The expected output is the full set of entries, retyped verbatim, pictures excluded.

## [Photo-based referring expression data]
────

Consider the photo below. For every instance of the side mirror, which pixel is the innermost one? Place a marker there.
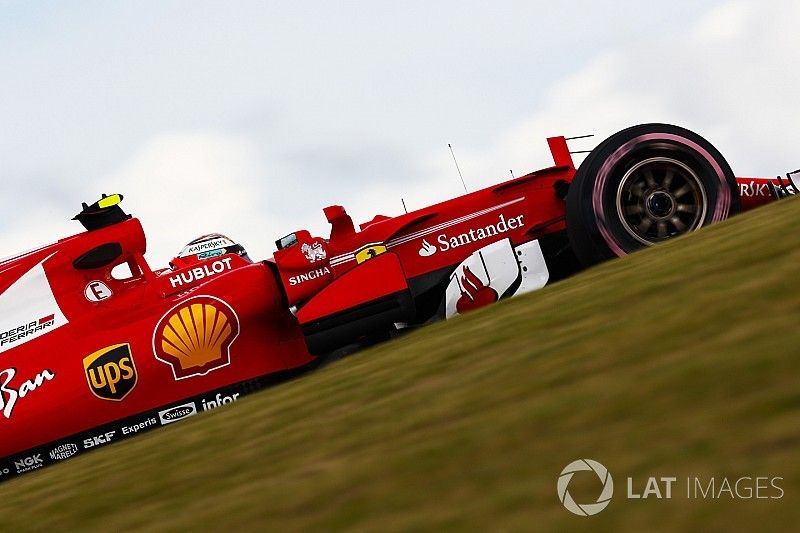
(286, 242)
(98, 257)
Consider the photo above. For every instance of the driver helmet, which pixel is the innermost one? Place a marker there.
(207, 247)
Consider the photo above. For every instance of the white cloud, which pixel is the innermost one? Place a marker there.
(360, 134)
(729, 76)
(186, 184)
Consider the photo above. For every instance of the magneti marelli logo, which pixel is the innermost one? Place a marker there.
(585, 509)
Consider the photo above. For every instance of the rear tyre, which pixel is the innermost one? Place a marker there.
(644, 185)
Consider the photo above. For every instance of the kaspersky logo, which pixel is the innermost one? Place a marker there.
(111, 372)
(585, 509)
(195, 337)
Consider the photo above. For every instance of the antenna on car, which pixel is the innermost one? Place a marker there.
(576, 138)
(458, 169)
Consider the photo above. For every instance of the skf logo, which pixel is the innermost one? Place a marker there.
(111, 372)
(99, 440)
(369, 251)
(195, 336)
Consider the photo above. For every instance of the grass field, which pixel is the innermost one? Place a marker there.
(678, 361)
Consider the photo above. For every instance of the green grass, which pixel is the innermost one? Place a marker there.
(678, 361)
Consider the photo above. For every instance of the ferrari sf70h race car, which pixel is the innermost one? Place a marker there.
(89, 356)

────

## [Result of this exercise]
Consider the photo below. For every instance of the side mirror, which pixel is the innermost one? Place a marker there.
(286, 242)
(98, 257)
Consider the photo above. For every instance of the driver helmet, which pixel is the innermost one? Place a marker there.
(207, 247)
Consider the photo above. For every instance of the white cloud, which pixel is the innermost one? Place a marker there.
(360, 134)
(729, 76)
(186, 184)
Consider the photo above. For every instance of the magneti marelli logo, which pixel is the innermost one? Place a marker there.
(585, 509)
Consider the photo above. For every instance of the rear tyre, which pixel is the innermost one? Place a marker there.
(644, 185)
Consider the photo above. For every instance of the kaspersky logo, which pixel is the innermost one? Place a marker there.
(111, 372)
(585, 509)
(195, 337)
Consider the photo above. For every instance of the antenna on car, which pixel is the innermost one? Place a marker there.
(576, 138)
(458, 169)
Consider the photo above. For every instance of the skf logo, which pixel is the innermost one? Place a marker there.
(111, 372)
(99, 440)
(369, 251)
(195, 336)
Consider the photo above. For every instance of the grass field, which pixel is the innermost one? Place a marker there.
(678, 361)
Consider the photo above. For every instance of the green grass, which pixel is the innermost one? Place a marker there.
(678, 361)
Consider the photo above. For every instance of the ferrari sf70h race car, which pixel is the innermost one? Place a marker there.
(89, 356)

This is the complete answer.